### Texte fourni:
◆ ◆ ◆ ◆ ◆

La loi P-38 donne le droit aux établissements de santé de garder une personne contre son gré de façon «préventive» pour un maximum de 72 heures si elle présente un danger grave et immédiat pour elle-même ou autrui.
«La dérangosité plutôt que la dangerosité»
Diane Dupuis a rappelé que le célèbre avocat défenseur des victimes du système de santé, Me Jean-Pierre Ménard, dont le fils Patrick Martin-Ménard représente les demandeurs dans ce cas-ci, disait qu’ils «ont inventé la loi de la dérangosité au lieu de la dangerosité. La P-38 c’est pour les personnes qui sont dangereuses pour autrui ou pour soi-même. Mais parfois, il y a des gens qui dérangent, mais qui ne sont pas nécessairement dangereux.»
L’enveloppe de 8,5 millions $ de l’entente est principalement divisée en deux, soit un peu plus de 3,5 millions $ pour les personnes placées sous garde préventive plus de 72 heures contre leur gré ou sans l’autorisation d’un tribunal, et un peu moins de 5 millions $ à distribuer aux organismes de santé mentale des différentes régions du Québec.
Des victimes difficiles à trouver
Là où la plus grande des incertitudes demeure, c’est sur le nombre de victimes qui seraient en mesure de faire une réclamation, a expliqué Mme Dupuis. «Le chiffre qu’on a varie entre 100 et 3000, mais nos études démontrent qu’il y a présentement de plus en plus de personnes qui sont sous garde préventive.»
Un des grands défis sera de trouver et rejoindre les requérants potentiels, des personnes vulnérables qui sont souvent isolées et mal informées, a reconnu Me Patrick Martin-Ménard, qui se fie sur les réseaux communautaires. «Il y a des organismes régionaux dans chaque région qui sont en contact avec des gens qui ont subi ce type de procédure là, qui sont passés à travers une demande de garde en établissement, une demande de soins. Ces organismes vont pouvoir faire des démarches pour contacter leurs membres.»

◆ ◆ ◆ ◆ ◆

### Données à analyser:

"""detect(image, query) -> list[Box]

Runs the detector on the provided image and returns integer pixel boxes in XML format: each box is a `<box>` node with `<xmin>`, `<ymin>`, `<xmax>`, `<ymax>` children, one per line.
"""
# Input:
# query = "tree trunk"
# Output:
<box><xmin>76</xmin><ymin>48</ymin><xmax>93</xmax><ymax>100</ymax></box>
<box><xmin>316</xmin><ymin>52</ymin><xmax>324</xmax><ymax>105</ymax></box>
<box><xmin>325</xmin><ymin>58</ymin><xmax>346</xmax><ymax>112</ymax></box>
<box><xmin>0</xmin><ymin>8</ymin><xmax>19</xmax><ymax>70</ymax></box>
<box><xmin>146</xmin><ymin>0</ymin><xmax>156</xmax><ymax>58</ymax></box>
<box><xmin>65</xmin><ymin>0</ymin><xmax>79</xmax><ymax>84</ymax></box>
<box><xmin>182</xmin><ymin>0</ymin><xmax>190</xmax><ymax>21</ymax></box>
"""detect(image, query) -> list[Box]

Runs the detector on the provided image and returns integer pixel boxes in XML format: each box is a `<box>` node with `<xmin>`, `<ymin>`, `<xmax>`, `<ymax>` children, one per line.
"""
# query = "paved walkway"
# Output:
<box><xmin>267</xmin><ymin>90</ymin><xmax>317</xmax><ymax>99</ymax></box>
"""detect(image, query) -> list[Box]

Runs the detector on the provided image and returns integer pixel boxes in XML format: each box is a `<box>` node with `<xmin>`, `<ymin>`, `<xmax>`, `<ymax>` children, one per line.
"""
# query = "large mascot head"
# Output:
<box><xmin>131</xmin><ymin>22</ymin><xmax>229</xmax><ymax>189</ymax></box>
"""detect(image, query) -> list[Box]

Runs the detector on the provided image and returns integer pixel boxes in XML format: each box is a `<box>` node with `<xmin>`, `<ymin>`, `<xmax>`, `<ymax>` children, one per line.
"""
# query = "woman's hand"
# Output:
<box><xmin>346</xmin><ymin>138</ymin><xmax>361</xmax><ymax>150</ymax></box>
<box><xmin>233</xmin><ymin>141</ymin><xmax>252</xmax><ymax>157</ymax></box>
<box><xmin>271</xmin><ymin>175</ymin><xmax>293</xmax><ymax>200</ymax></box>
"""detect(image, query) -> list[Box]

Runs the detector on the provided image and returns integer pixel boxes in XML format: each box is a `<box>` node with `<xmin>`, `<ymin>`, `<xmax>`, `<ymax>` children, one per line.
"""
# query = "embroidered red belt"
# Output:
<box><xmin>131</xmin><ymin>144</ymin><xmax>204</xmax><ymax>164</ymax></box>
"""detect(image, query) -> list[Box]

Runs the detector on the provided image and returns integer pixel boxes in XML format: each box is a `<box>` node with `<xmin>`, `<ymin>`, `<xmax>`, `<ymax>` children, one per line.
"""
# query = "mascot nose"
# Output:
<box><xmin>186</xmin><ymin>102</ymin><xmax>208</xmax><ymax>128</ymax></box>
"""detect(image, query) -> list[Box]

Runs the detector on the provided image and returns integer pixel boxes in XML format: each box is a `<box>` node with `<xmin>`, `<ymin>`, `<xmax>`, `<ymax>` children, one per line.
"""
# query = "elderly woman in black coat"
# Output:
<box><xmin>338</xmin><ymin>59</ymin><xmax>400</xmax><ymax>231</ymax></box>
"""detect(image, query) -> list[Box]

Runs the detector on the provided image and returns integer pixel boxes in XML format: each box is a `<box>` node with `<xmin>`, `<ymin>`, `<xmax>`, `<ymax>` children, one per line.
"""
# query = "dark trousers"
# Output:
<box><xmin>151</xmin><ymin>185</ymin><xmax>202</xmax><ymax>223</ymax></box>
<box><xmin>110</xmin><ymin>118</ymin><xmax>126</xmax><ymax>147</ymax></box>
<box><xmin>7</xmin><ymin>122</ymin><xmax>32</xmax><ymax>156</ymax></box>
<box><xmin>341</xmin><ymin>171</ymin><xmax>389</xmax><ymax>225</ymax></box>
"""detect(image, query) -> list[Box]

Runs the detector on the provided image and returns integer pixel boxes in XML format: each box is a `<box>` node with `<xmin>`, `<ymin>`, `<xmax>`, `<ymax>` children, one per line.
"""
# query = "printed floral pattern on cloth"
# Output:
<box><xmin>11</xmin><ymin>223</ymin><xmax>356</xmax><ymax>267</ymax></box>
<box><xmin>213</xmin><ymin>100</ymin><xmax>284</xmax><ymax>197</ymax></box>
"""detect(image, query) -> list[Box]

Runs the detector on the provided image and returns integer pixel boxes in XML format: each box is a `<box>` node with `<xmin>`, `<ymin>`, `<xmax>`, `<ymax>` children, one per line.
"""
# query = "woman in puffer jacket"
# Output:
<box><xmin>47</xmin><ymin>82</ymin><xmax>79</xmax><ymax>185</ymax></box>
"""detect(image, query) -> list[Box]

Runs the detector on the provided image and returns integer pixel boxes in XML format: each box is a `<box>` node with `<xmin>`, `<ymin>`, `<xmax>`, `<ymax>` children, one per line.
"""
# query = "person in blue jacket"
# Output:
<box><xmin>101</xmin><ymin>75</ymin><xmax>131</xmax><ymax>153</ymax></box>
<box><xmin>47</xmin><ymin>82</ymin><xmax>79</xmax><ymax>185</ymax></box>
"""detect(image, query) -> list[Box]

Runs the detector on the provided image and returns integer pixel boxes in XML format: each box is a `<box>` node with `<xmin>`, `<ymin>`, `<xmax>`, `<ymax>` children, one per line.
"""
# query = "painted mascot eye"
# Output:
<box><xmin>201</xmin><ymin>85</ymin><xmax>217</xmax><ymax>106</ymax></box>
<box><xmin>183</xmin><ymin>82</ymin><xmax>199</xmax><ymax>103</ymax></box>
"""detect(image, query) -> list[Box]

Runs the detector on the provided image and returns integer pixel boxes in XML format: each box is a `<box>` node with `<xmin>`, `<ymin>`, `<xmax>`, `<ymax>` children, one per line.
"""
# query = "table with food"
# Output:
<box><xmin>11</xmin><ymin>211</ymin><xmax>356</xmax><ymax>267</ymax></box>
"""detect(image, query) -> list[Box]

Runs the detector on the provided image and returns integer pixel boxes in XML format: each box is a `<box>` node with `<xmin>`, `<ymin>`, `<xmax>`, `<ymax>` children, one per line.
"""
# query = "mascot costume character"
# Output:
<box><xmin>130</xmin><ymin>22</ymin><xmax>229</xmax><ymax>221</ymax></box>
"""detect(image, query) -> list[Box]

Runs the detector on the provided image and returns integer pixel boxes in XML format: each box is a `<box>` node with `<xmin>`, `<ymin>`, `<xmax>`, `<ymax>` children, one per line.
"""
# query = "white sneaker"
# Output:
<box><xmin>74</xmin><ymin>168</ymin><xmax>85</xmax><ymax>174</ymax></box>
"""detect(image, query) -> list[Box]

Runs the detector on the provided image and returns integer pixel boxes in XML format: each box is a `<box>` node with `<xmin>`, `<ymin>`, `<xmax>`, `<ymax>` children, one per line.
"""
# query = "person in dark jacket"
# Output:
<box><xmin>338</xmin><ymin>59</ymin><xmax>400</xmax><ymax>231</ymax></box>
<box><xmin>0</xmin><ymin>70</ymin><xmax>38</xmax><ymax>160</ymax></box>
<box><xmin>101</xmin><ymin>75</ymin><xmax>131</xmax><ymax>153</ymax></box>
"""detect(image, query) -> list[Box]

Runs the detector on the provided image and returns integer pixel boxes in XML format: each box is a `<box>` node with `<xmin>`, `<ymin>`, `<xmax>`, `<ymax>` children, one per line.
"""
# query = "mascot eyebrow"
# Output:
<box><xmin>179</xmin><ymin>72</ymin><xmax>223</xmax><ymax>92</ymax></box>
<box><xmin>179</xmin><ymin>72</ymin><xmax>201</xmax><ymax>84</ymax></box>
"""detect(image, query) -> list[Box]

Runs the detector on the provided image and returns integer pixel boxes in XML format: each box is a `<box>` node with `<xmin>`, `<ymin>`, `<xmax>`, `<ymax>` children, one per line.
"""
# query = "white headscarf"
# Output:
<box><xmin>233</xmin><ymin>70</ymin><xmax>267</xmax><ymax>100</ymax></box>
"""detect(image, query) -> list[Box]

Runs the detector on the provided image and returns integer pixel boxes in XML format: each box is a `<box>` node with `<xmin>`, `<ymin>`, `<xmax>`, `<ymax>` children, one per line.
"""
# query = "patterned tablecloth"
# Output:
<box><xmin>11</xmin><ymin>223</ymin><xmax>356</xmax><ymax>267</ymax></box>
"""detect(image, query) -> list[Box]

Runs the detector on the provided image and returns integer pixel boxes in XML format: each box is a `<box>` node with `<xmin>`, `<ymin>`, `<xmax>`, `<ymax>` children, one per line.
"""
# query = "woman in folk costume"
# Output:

◆ ◆ ◆ ◆ ◆

### Explorer le contenu:
#1 Traduisez en anglais cette phrase du texte sur la loi P-38 : « La loi P-38 donne le droit aux établissements de santé de garder une personne contre son gré de façon «préventive» pour un maximum de 72 heures si elle présente un danger grave et immédiat pour elle-même ou autrui. »
#2 Dans le texte sur la loi P-38, reformulez sous forme de liste le paragraphe qui commence par « L'enveloppe de 8,5 millions $ », sans perdre ses données essentielles.
#3 Veuillez prolonger le texte sur la loi P-38 en reprenant juste après sa dernière phrase, « Ces organismes vont pouvoir faire des démarches pour contacter leurs membres. »

### Réponses proposées:
#1 Law P-38 gives health care facilities the right to hold a person against their will "preventively" for a maximum of 72 hours if they pose a serious and immediate danger to themselves or others.

#2
- Montant total de l'entente : 8,5 millions $, réparti principalement en deux volets.
- Un peu plus de 3,5 millions $ : pour les personnes placées sous garde préventive plus de 72 heures contre leur gré ou sans l'autorisation d'un tribunal.
- Un peu moins de 5 millions $ : pour les organismes de santé mentale des différentes régions du Québec.

#3
Il estime qu’il s’agit là d’une entente historique puisqu’il s’agit «du premier recours collectif systémique en matière de droits des patients concernant l’application de la loi P-38 au Québec», alors que jusque-là, les personnes lésées dans leurs droits devaient intenter des recours individuels, une tâche colossale pour plusieurs personnes dans cette situation.
Informer les patients
En tant que requérant, Action Autonomie n’aura pas droit aux sommes destinées aux organismes, mais ses représentantes se disaient très satisfaites de l’entente à la sortie du tribunal. Leur combat se situe d’abord et avant tout du côté des droits. «Premièrement, les personnes qui arrivent en P-38 doivent être informées du fait qu’on ne peut les garder plus de 72 heures sans un ordre de la Cour et elles ne le sont pas toujours, même si la loi l’oblige», a fait valoir Mme Dupuis.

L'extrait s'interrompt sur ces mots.